*SUPPLIED ENTRIES:*
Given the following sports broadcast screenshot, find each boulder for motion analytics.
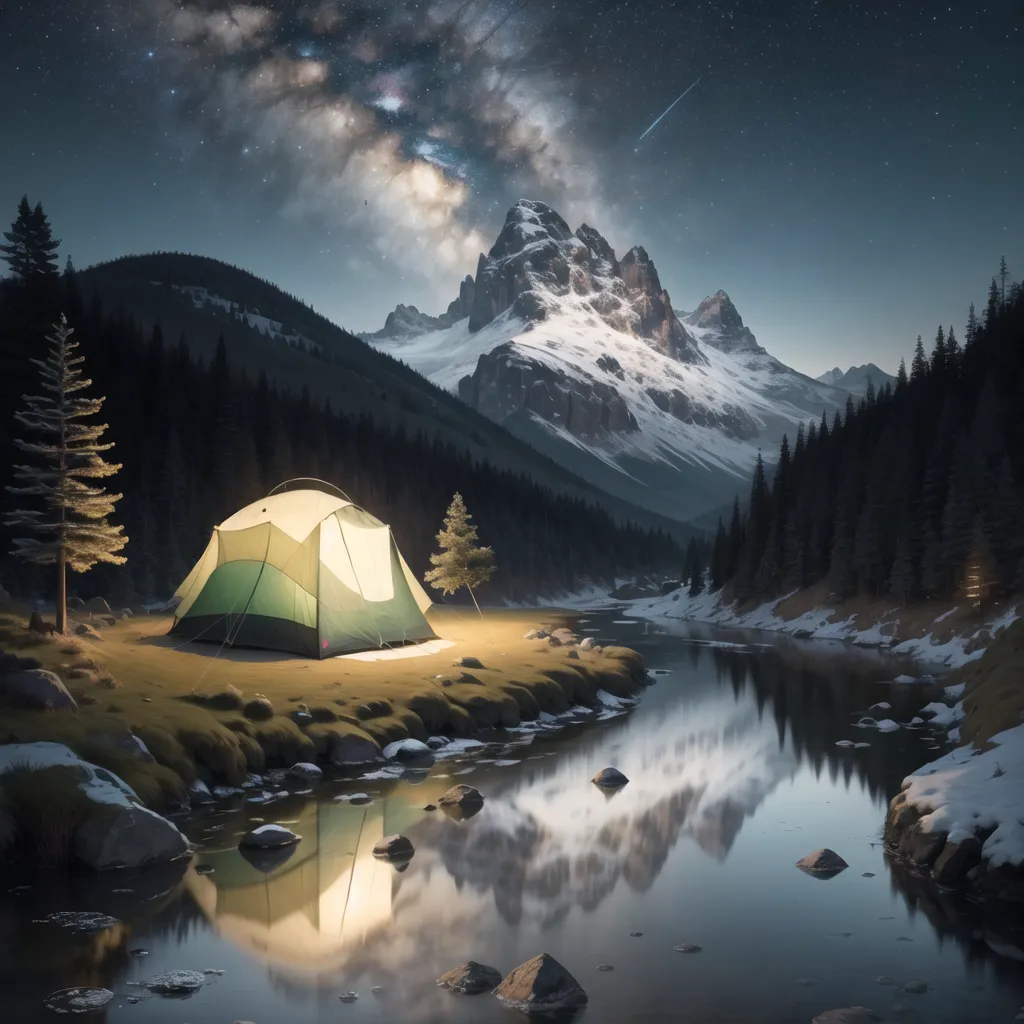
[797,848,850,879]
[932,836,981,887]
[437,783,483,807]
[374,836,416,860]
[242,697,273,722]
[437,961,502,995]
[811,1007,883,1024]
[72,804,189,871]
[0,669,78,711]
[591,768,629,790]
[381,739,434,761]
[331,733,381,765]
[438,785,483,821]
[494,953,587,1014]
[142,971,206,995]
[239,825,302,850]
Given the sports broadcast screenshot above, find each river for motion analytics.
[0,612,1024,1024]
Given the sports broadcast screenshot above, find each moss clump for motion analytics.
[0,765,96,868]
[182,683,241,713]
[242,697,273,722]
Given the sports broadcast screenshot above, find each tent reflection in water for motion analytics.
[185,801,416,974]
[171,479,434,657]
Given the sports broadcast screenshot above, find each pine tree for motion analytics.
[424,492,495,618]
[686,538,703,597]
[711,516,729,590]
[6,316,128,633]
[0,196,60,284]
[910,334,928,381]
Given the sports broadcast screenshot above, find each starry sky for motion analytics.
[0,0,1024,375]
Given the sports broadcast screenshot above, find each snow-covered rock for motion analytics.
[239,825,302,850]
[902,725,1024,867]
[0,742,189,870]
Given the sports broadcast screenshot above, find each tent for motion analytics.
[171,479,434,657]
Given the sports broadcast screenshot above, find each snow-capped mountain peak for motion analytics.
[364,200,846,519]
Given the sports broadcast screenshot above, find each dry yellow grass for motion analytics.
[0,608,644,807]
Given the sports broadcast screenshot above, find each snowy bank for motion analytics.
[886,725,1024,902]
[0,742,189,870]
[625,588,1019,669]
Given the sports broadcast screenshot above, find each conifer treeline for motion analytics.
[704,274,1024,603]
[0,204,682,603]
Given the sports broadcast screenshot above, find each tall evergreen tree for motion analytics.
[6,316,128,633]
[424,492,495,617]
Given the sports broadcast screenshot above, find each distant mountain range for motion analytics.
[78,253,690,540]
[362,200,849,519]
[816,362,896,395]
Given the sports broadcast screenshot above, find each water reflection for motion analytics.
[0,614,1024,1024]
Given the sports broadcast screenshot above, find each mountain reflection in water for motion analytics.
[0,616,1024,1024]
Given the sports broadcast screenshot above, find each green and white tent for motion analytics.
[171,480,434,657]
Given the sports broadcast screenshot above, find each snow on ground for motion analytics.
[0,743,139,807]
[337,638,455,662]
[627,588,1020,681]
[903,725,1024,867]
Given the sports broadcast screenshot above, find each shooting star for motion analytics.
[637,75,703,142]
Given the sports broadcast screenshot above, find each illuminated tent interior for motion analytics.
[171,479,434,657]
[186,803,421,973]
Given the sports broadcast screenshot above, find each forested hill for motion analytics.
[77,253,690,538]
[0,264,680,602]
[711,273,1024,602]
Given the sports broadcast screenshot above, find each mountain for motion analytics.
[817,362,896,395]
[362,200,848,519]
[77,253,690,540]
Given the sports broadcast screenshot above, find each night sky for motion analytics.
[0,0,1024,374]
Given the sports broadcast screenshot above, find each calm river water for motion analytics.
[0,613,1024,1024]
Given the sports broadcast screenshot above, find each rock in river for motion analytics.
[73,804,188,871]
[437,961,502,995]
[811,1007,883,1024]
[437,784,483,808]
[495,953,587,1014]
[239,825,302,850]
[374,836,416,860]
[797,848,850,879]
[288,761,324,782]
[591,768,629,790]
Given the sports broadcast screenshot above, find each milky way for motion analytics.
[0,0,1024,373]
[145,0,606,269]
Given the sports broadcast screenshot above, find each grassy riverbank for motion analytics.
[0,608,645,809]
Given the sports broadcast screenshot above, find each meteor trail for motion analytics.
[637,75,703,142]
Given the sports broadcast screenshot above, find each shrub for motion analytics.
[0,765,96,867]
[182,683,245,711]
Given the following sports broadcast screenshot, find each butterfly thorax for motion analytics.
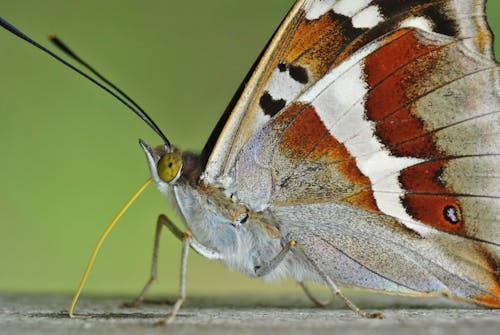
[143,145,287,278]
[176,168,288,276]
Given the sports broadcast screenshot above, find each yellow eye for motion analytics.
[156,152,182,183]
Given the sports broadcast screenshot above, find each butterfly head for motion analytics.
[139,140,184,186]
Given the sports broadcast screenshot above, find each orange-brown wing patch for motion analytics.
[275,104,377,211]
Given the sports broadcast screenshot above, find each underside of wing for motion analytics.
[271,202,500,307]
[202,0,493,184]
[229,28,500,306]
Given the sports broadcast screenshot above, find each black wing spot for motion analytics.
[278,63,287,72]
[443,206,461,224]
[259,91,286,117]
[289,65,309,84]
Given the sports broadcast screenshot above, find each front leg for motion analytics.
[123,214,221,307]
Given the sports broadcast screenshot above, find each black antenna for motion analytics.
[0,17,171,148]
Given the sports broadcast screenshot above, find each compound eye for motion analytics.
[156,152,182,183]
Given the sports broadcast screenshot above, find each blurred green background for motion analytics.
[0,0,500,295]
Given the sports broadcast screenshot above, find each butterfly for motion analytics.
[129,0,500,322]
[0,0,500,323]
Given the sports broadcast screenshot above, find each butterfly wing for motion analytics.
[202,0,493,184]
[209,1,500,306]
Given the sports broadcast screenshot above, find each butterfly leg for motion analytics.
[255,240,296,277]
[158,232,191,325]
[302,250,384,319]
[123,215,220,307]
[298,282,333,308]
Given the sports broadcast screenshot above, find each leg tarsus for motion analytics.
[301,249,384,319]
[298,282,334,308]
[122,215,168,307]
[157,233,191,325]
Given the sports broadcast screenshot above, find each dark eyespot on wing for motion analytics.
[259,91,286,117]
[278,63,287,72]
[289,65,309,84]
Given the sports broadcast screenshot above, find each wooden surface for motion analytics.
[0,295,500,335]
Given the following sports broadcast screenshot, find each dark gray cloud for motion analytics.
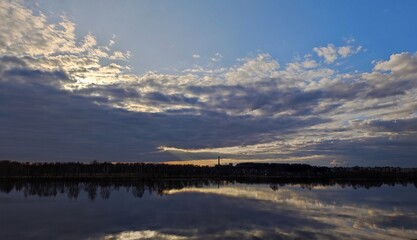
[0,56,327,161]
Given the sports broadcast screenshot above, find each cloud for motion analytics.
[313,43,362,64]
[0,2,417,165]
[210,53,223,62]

*GIVEN TASK:*
Copy all of the lines above with "motion analytics" swapped for "scene indexing" and everything else left as it is. Leave the pictures out of your answer.

*EXERCISE OUTPUT:*
Given the following sports broadcast screenshot, find each boulder for scene indexing.
[797,848,850,879]
[932,836,981,887]
[437,783,483,807]
[374,836,416,860]
[242,697,273,722]
[437,961,502,995]
[811,1007,883,1024]
[72,804,189,871]
[0,669,78,711]
[591,768,629,790]
[381,739,434,761]
[331,733,381,765]
[438,785,483,821]
[494,953,587,1014]
[142,971,206,995]
[239,825,302,850]
Given the sports broadcast screenshot above, find each river for scene indexing.
[0,612,1024,1024]
Given the sports broadcast screenshot above, find each moss clump for scene indexing.
[0,765,96,868]
[182,683,241,713]
[242,697,273,722]
Given the sports broadcast screenshot above, find each tent reflection in water for scene indexing.
[185,801,416,974]
[171,479,434,657]
Given the sports broadcast screenshot above, find each pine tree for scene indexing.
[424,492,495,618]
[686,538,703,597]
[711,516,729,590]
[6,316,128,633]
[0,196,60,284]
[910,334,928,381]
Given the sports broadcast screenshot above, find each starry sky for scene indexing.
[0,0,1024,375]
Given the sports broadcast screenshot above, find each snow-covered rock for scene indexing.
[239,825,302,850]
[902,725,1024,867]
[0,742,189,870]
Given the sports broadcast screenshot above, find each tent for scene indexing.
[171,479,434,657]
Given the sports broadcast screenshot above, find each snow-capped mountain peak for scene indexing.
[364,200,846,519]
Given the sports broadcast screenshot above, find each dry yellow grass for scene indexing.
[0,608,644,807]
Given the sports broadcast screenshot above, find each snowy bank for scene indexing.
[886,725,1024,902]
[0,742,189,870]
[625,588,1019,669]
Given the sports broadcast screenshot above, find each conifer treeline for scene indexing.
[704,274,1024,603]
[0,204,682,603]
Given the sports broadcast screenshot above, find each tall evergreen tree for scene indexing.
[6,316,128,633]
[424,492,495,617]
Given the sports broadcast screenshot above, find each distant mountain range for scene indexing.
[78,253,690,540]
[362,200,849,519]
[816,362,896,395]
Given the sports broadcast screenshot above, find each water reflection for scene indexing.
[0,614,1024,1024]
Given the sports broadcast screenshot above, find each mountain reflection in water for scene indexing.
[0,616,1024,1024]
Given the sports broadcast screenshot above, find each green and white tent for scene indexing.
[171,480,434,657]
Given the sports broadcast screenshot above, find each snow on ground for scene indexing.
[0,743,139,807]
[337,638,455,662]
[627,588,1020,681]
[903,725,1024,867]
Given the sports broadcast screenshot above, find each shooting star for scene indexing.
[637,75,703,142]
Given the sports broadcast screenshot above, find each illuminated tent interior for scene indexing.
[171,479,434,657]
[186,803,421,973]
Given the sports broadcast screenshot above, find each forested hill for scene indexing.
[77,253,690,538]
[0,264,680,602]
[711,273,1024,602]
Given the sports broadcast screenshot above, find each mountain for scene indexing.
[817,362,896,395]
[362,200,848,519]
[77,253,690,540]
Given the sports broadcast screenshot above, find each night sky for scene indexing.
[0,0,1024,374]
Given the sports broadcast screenshot above, find each calm river water for scene indexing.
[0,613,1024,1024]
Given the sports broadcast screenshot above, find each rock in river for scene indexing.
[73,804,188,871]
[437,961,502,995]
[811,1007,883,1024]
[437,784,483,808]
[495,953,587,1014]
[239,825,302,850]
[374,836,416,860]
[797,848,850,879]
[288,761,324,782]
[591,768,629,790]
Given the sports broadcast screenshot above, find each milky way for scene indexing.
[0,0,1024,373]
[145,0,606,269]
Given the sports broadcast screenshot above, find each grassy riverbank for scene indexing.
[0,608,645,809]
Given the sports broadcast screenshot above, find each meteor trail for scene indexing.
[637,75,703,142]
Given the sports broadcast screenshot above, find each shrub for scene indexing.
[0,765,96,867]
[182,683,245,711]
Given the following sports broadcast screenshot, find each butterfly thorax for scene indexing.
[143,145,287,278]
[176,168,288,276]
Given the sports broadcast screenshot above, find each yellow eye for scene indexing.
[156,152,182,183]
Given the sports broadcast screenshot above, find each butterfly head for scene indexing.
[139,140,184,186]
Given the sports broadcast screenshot above, find each orange-brown wing patch for scene indexing.
[275,104,377,211]
Given the sports broadcast screenshot above, find each underside of wing for scene indexing.
[271,202,500,307]
[202,0,493,184]
[229,28,500,306]
Given the sports broadcast screenshot above, find each black wing spot for scene indexing.
[278,63,287,72]
[443,206,461,224]
[259,91,286,117]
[289,65,309,84]
Given the sports broadcast screenshot above, find each front leg for scene indexing.
[123,214,221,307]
Given the sports broadcast screenshot above, find each black antenna for scene indexing.
[0,17,171,148]
Given the sports broadcast screenshot above, find each compound eye for scene indexing.
[156,152,182,183]
Given the sports broadcast screenshot above, find each blurred green background for scene indexing.
[0,0,500,295]
Given the sports broadcast screenshot above, find each butterfly for scene indexing.
[129,0,500,322]
[0,0,500,323]
Given the sports broadcast screenshot above, find each butterfly wing for scene indexing.
[202,0,493,184]
[209,1,500,306]
Given the sports broadcast screenshot above, find each butterfly leg for scene indexing.
[255,240,296,277]
[158,232,191,325]
[302,250,384,319]
[123,215,220,307]
[298,282,333,308]
Given the sports broadcast screenshot above, find each leg tarsus for scene indexing.
[301,249,384,319]
[298,282,334,308]
[122,215,168,307]
[157,233,191,325]
Given the sports broadcast screenshot above, find each dark eyespot on wing for scene indexing.
[259,91,286,117]
[278,63,287,72]
[289,65,309,84]
Given the sports broadcast screenshot above, find each wooden surface for scene indexing.
[0,295,500,335]
Given the following sports broadcast screenshot, find each dark gray cloud for scene indexing.
[0,56,327,161]
Given the sports broadcast screenshot above, find each cloud for scene indexing.
[313,43,362,64]
[0,2,417,165]
[210,53,223,62]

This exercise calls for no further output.